#### What is required
Render the rows below as a numbered list, leaving out any blank lines.
start The input
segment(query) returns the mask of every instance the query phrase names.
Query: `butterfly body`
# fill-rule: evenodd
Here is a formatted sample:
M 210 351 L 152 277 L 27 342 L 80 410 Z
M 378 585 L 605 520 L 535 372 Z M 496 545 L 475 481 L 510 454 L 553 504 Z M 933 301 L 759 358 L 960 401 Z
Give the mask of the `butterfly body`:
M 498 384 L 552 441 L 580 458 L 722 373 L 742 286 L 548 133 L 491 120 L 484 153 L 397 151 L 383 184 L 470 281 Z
end The input
#### Response
1. segment(query) returns the mask of every instance the query phrase names.
2. Query: `butterfly body`
3. # fill-rule: evenodd
4. Here is a formatted sample:
5. M 210 351 L 152 277 L 27 342 L 80 410 Z
6. M 378 585 L 605 520 L 535 372 Z M 496 545 L 475 481 L 510 454 L 553 504 Z M 933 301 L 759 358 L 960 401 Z
7. Give the mask of the `butterfly body`:
8. M 498 384 L 552 441 L 580 458 L 722 373 L 742 286 L 548 133 L 491 120 L 484 153 L 397 151 L 383 184 L 470 281 Z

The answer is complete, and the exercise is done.